━━━━━ Material

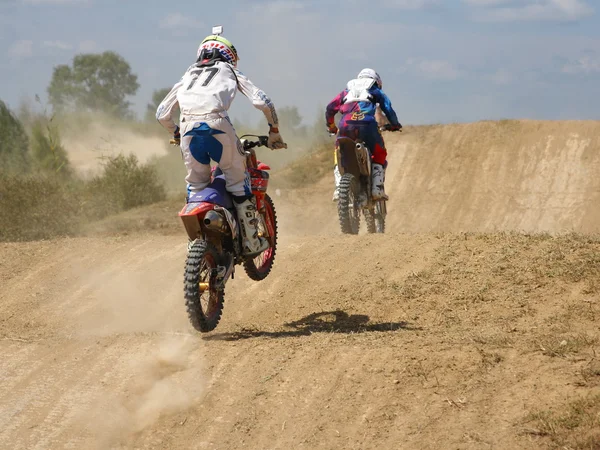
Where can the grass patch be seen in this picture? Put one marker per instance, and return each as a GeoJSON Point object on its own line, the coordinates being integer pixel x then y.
{"type": "Point", "coordinates": [576, 427]}
{"type": "Point", "coordinates": [50, 204]}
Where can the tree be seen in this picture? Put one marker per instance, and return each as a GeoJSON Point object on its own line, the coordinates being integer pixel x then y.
{"type": "Point", "coordinates": [14, 145]}
{"type": "Point", "coordinates": [96, 82]}
{"type": "Point", "coordinates": [46, 148]}
{"type": "Point", "coordinates": [157, 97]}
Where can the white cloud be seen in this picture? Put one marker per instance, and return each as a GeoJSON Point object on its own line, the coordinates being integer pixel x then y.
{"type": "Point", "coordinates": [585, 65]}
{"type": "Point", "coordinates": [412, 4]}
{"type": "Point", "coordinates": [432, 68]}
{"type": "Point", "coordinates": [88, 46]}
{"type": "Point", "coordinates": [21, 49]}
{"type": "Point", "coordinates": [56, 2]}
{"type": "Point", "coordinates": [501, 77]}
{"type": "Point", "coordinates": [529, 10]}
{"type": "Point", "coordinates": [177, 21]}
{"type": "Point", "coordinates": [57, 44]}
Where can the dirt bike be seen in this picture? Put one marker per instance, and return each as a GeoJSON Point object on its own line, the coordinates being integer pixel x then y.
{"type": "Point", "coordinates": [215, 248]}
{"type": "Point", "coordinates": [355, 187]}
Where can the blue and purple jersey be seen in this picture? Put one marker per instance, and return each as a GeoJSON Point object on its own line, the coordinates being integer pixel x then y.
{"type": "Point", "coordinates": [361, 110]}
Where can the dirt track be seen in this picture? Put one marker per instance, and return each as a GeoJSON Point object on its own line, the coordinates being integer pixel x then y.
{"type": "Point", "coordinates": [442, 339]}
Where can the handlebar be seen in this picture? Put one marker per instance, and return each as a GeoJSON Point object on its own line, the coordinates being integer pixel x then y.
{"type": "Point", "coordinates": [247, 144]}
{"type": "Point", "coordinates": [388, 127]}
{"type": "Point", "coordinates": [261, 142]}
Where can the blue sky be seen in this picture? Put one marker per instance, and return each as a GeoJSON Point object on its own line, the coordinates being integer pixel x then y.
{"type": "Point", "coordinates": [441, 61]}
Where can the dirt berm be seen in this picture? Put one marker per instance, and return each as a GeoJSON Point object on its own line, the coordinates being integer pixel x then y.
{"type": "Point", "coordinates": [471, 324]}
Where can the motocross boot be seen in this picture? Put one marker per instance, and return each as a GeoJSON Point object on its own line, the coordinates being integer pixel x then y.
{"type": "Point", "coordinates": [378, 175]}
{"type": "Point", "coordinates": [338, 176]}
{"type": "Point", "coordinates": [252, 244]}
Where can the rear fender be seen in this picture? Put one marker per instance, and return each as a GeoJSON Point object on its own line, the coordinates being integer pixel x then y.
{"type": "Point", "coordinates": [349, 158]}
{"type": "Point", "coordinates": [192, 215]}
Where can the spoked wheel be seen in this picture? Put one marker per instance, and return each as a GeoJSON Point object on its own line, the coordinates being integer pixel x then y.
{"type": "Point", "coordinates": [370, 220]}
{"type": "Point", "coordinates": [259, 267]}
{"type": "Point", "coordinates": [203, 301]}
{"type": "Point", "coordinates": [375, 217]}
{"type": "Point", "coordinates": [348, 207]}
{"type": "Point", "coordinates": [380, 213]}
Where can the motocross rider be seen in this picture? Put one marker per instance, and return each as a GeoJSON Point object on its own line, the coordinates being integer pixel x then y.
{"type": "Point", "coordinates": [358, 104]}
{"type": "Point", "coordinates": [203, 96]}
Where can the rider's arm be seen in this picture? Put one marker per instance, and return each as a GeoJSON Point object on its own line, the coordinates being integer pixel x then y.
{"type": "Point", "coordinates": [259, 99]}
{"type": "Point", "coordinates": [164, 113]}
{"type": "Point", "coordinates": [334, 107]}
{"type": "Point", "coordinates": [386, 105]}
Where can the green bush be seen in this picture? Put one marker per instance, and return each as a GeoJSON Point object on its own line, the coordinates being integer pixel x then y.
{"type": "Point", "coordinates": [48, 204]}
{"type": "Point", "coordinates": [47, 151]}
{"type": "Point", "coordinates": [37, 207]}
{"type": "Point", "coordinates": [14, 153]}
{"type": "Point", "coordinates": [124, 184]}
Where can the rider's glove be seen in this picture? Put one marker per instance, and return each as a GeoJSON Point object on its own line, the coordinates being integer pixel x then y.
{"type": "Point", "coordinates": [275, 141]}
{"type": "Point", "coordinates": [177, 136]}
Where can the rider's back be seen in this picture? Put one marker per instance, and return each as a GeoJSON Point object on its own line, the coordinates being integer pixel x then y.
{"type": "Point", "coordinates": [207, 89]}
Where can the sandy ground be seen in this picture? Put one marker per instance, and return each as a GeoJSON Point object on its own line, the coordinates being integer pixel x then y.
{"type": "Point", "coordinates": [449, 331]}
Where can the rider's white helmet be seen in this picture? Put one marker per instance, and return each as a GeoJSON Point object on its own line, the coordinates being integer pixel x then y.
{"type": "Point", "coordinates": [370, 73]}
{"type": "Point", "coordinates": [218, 43]}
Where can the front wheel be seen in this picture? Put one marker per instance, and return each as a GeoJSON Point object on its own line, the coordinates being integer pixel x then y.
{"type": "Point", "coordinates": [348, 204]}
{"type": "Point", "coordinates": [203, 301]}
{"type": "Point", "coordinates": [259, 267]}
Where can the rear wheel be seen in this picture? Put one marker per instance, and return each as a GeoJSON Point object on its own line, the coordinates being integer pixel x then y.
{"type": "Point", "coordinates": [370, 220]}
{"type": "Point", "coordinates": [375, 217]}
{"type": "Point", "coordinates": [203, 301]}
{"type": "Point", "coordinates": [348, 208]}
{"type": "Point", "coordinates": [380, 213]}
{"type": "Point", "coordinates": [259, 267]}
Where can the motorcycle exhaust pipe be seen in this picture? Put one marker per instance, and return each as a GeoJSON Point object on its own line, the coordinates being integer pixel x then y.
{"type": "Point", "coordinates": [214, 221]}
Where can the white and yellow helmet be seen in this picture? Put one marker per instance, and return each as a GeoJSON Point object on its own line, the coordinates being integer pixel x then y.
{"type": "Point", "coordinates": [370, 73]}
{"type": "Point", "coordinates": [223, 46]}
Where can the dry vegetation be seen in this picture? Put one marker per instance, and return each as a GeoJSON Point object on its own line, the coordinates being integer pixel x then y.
{"type": "Point", "coordinates": [467, 340]}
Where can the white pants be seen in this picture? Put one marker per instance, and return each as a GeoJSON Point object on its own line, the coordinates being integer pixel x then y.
{"type": "Point", "coordinates": [213, 138]}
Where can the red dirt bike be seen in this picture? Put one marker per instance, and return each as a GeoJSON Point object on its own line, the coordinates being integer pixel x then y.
{"type": "Point", "coordinates": [354, 163]}
{"type": "Point", "coordinates": [215, 245]}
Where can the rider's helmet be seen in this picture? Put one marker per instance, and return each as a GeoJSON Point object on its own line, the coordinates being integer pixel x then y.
{"type": "Point", "coordinates": [370, 73]}
{"type": "Point", "coordinates": [215, 47]}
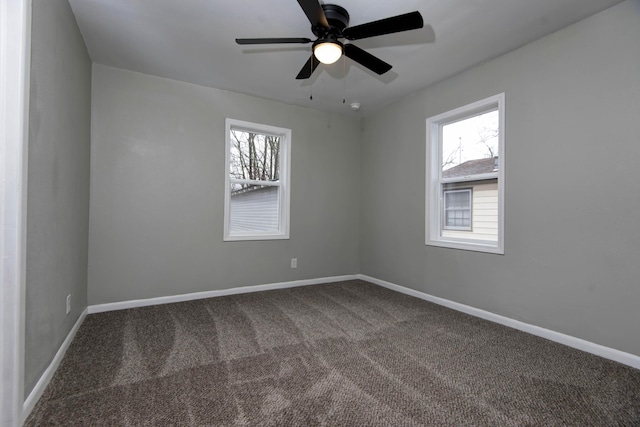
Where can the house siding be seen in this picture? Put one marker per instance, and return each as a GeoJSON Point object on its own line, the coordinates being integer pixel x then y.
{"type": "Point", "coordinates": [484, 214]}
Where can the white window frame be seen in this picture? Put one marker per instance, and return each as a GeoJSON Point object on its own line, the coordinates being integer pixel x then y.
{"type": "Point", "coordinates": [444, 208]}
{"type": "Point", "coordinates": [434, 180]}
{"type": "Point", "coordinates": [283, 182]}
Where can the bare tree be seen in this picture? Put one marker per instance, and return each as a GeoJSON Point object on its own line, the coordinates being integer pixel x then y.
{"type": "Point", "coordinates": [254, 157]}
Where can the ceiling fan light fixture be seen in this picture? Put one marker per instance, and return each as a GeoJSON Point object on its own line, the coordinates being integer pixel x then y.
{"type": "Point", "coordinates": [328, 52]}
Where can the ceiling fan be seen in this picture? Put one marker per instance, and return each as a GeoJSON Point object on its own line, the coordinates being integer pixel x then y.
{"type": "Point", "coordinates": [329, 23]}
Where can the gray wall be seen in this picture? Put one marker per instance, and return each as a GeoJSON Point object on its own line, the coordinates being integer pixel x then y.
{"type": "Point", "coordinates": [572, 245]}
{"type": "Point", "coordinates": [157, 190]}
{"type": "Point", "coordinates": [58, 183]}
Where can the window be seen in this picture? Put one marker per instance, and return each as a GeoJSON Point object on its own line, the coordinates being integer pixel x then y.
{"type": "Point", "coordinates": [257, 181]}
{"type": "Point", "coordinates": [465, 177]}
{"type": "Point", "coordinates": [457, 209]}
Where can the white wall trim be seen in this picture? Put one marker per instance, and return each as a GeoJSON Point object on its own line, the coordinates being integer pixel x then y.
{"type": "Point", "coordinates": [44, 380]}
{"type": "Point", "coordinates": [99, 308]}
{"type": "Point", "coordinates": [15, 54]}
{"type": "Point", "coordinates": [568, 340]}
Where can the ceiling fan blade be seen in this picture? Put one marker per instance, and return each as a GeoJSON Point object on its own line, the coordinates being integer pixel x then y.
{"type": "Point", "coordinates": [395, 24]}
{"type": "Point", "coordinates": [314, 12]}
{"type": "Point", "coordinates": [273, 41]}
{"type": "Point", "coordinates": [308, 68]}
{"type": "Point", "coordinates": [364, 58]}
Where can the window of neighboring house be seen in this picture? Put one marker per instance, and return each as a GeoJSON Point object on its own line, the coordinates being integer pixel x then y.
{"type": "Point", "coordinates": [256, 203]}
{"type": "Point", "coordinates": [457, 209]}
{"type": "Point", "coordinates": [465, 177]}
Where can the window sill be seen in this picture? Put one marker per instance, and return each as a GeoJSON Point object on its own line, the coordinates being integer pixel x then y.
{"type": "Point", "coordinates": [492, 248]}
{"type": "Point", "coordinates": [249, 237]}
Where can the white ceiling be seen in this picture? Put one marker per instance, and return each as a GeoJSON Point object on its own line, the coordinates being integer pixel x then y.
{"type": "Point", "coordinates": [194, 41]}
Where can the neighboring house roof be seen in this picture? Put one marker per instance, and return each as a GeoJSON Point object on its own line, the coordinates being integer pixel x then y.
{"type": "Point", "coordinates": [473, 167]}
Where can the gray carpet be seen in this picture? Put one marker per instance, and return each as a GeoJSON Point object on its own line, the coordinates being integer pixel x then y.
{"type": "Point", "coordinates": [339, 354]}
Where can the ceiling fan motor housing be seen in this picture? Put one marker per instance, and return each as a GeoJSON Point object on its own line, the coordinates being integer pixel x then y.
{"type": "Point", "coordinates": [338, 19]}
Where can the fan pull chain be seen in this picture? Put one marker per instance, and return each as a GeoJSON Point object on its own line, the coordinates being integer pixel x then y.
{"type": "Point", "coordinates": [311, 86]}
{"type": "Point", "coordinates": [344, 80]}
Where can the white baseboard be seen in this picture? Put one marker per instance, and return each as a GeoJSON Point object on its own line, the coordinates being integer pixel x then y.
{"type": "Point", "coordinates": [43, 382]}
{"type": "Point", "coordinates": [99, 308]}
{"type": "Point", "coordinates": [578, 343]}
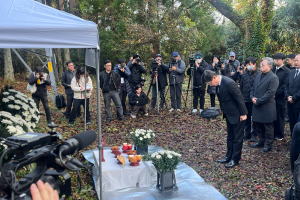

━━━━━━━━━━

Return every line from the data above that contains the string "rear". Treat uppercase and lowercase letters as different.

» **Exercise output**:
Where can the rear fender be seen in this picture? Put one marker per instance, and return each as a GeoJSON Point object on its own line, the coordinates being integer pixel x then y.
Where can the rear wheel be seen in this picture? Put one marker per instance, and return each as a GeoJSON Point object on its own line, the coordinates being integer pixel x then y.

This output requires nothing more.